Budget planning in a COVID-19 world

Dear Faculty and Staff,

As the University continues to navigate an environment filled with unknowns due to the impact of COVID‑19, it is critical that we develop a thoughtful approach to making decisions that will affect the community’s shared future. One of the most critical areas of our decision-making, not surprisingly, will revolve around university finances and budgets.

The economic fallout from the pandemic is—and will be—significant. While the state of Washington is still gathering economic data and analyzing it, we expect that public universities in the state, like other public agencies, will be asked to shoulder a share of the budget trimming that is to come.

As we begin carrying out various budget-cutting scenarios at WSU as part of our planning process, I am proposing that a set of core principles guide our decision-making. These principles are intended to enable us as an institution to stay focused on fulfilling our mission going forward. That is, we will prioritize funding to support the academic opportunities that are vital to the success of our students and other activities that support the citizens of our state and the economy.

Core Principles for Fiscal Decision‑making

  • We will prioritize core and mission critical activities to support high quality academic delivery and student success functions.

We will continue to prioritize student support services that are essential to helping students achieve their educational and career goals. Significant cuts in these areas would disproportionally affect our access and opportunity mission for all students and especially for our vulnerable students: first‑generation college students, rural students, low‑income students, students of color, students with disabilities, and other vulnerable student populations. Critical services, like academic advising and transition support, are essential to helping students successfully graduate.

_Data extract_
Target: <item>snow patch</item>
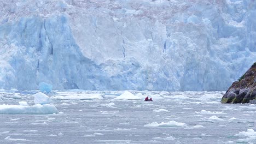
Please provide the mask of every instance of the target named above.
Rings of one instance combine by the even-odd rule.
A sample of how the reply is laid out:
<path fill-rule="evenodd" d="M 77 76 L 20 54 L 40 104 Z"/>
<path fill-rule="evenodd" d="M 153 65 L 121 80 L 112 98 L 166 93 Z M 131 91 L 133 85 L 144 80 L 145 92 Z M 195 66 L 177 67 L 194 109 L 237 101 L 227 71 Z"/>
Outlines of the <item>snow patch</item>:
<path fill-rule="evenodd" d="M 176 121 L 172 121 L 166 123 L 161 122 L 160 123 L 153 122 L 150 124 L 146 124 L 144 126 L 146 127 L 186 127 L 187 124 L 184 123 L 176 122 Z"/>
<path fill-rule="evenodd" d="M 56 96 L 53 99 L 103 99 L 104 94 L 89 94 L 89 93 L 78 93 L 77 94 L 72 94 L 65 96 Z"/>
<path fill-rule="evenodd" d="M 159 110 L 153 110 L 154 112 L 168 112 L 169 111 L 168 110 L 166 110 L 165 109 L 160 109 Z"/>
<path fill-rule="evenodd" d="M 208 119 L 210 119 L 210 120 L 214 120 L 214 121 L 224 121 L 223 119 L 219 118 L 216 116 L 211 116 L 208 118 Z"/>
<path fill-rule="evenodd" d="M 33 106 L 0 105 L 0 114 L 45 115 L 58 113 L 54 105 L 36 104 Z"/>
<path fill-rule="evenodd" d="M 19 104 L 20 104 L 20 105 L 22 105 L 22 106 L 28 105 L 26 101 L 19 101 Z"/>
<path fill-rule="evenodd" d="M 39 83 L 39 88 L 41 92 L 49 93 L 53 89 L 53 85 L 45 82 L 40 82 Z"/>
<path fill-rule="evenodd" d="M 137 100 L 137 99 L 141 99 L 138 96 L 134 95 L 132 93 L 128 92 L 125 91 L 124 93 L 121 94 L 119 97 L 118 97 L 113 99 L 115 100 Z"/>
<path fill-rule="evenodd" d="M 222 112 L 211 112 L 211 111 L 207 111 L 204 110 L 201 110 L 200 112 L 195 112 L 195 113 L 200 113 L 200 114 L 214 114 L 214 115 L 218 115 L 218 114 L 226 114 L 226 113 L 224 113 Z"/>
<path fill-rule="evenodd" d="M 50 98 L 43 93 L 39 92 L 34 95 L 34 103 L 36 104 L 46 104 L 50 103 Z"/>

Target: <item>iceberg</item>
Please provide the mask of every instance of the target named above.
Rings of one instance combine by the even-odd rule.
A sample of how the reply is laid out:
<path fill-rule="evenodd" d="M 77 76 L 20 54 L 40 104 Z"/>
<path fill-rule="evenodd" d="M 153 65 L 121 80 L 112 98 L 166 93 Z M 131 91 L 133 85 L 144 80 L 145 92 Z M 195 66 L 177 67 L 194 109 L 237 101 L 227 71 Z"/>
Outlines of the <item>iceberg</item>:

_Exercises_
a - In the budget planning letter, which services are named as critical to helping students graduate successfully?
b - Continue the letter on budget planning in a COVID-19 world from the point where it stops.

_Solved problems_
a - Academic advising and transition support.

b -
  • We will work to sustain as many WSU jobs as possible.

We will consider a variety of options, including system‑wide salary reductions based on salary levels, with a goal of minimizing the impact on our lower-earning faculty and staff. We may also consider retirement incentives, changes to annual contracts (e.g., 12‑month to 9‑month contracts), alternative work schedules, and work shifts to prevent job loss. The goal will be to mitigate the impact on contingent faculty members as well as front‑line and mid‑level staff.

  • We will maintain a focus on revenue generation, including accelerating revenue enhancement opportunities, in fiscally responsible ways.

We will encourage innovation and entrepreneurship by assuring direct benefits to units willing to engage in responsible risk taking. Service centers and auxiliaries will need to adjust their expenditures and revise their revenue forecasts as well as identify new opportunities to meet or increase expected revenues. We will minimize budget reductions for units with a high degree of instructional load and other student-facing units. Larger cuts will come from administrative and support units.

Faculty and staff will need to spend more time on student recruitment and retention than we are used to doing. One of the most effective things we can do over the next couple of months is ensure we reach enrollment targets at all of our campus locations.

We also will look for ways to expand professional master’s programs and 4+1 programs in ways that position our students to be successful in the job market and also generate revenue for our campuses.

  • We will align the budget to achieve financial sustainability across all WSU campuses and locations.

We are experiencing a historic economic and budgetary situation that could not have been anticipated or planned for. We are all in this together, and we will align our resources to meet our highest priorities and achieve our goals.

We will act on behalf of the entire University, as all operating budgets and reserves belong to WSU, not to any single campus or department. While the University has always enabled leaders to manage their own budgets and reserves—and we intend to continue that practice—no entity will be exempted from participating in the budget exercises necessary to meet the governor’s budget directives and to achieve financial health.

The response to COVID‑19 will require that we develop a future budget model that achieves our strategic goals and reconsiders our previous funding and financial strategies to ensure fiscal health. It will require that we commit to leveraging our administrative structures and optimizing the talents and capacities at all of our campuses and locations to maximize the utilization of our human and financial resources and to promote efficient and effective services.

Scenario Planning

  • I am asking that all units prepare for a budget reduction of 10 percent.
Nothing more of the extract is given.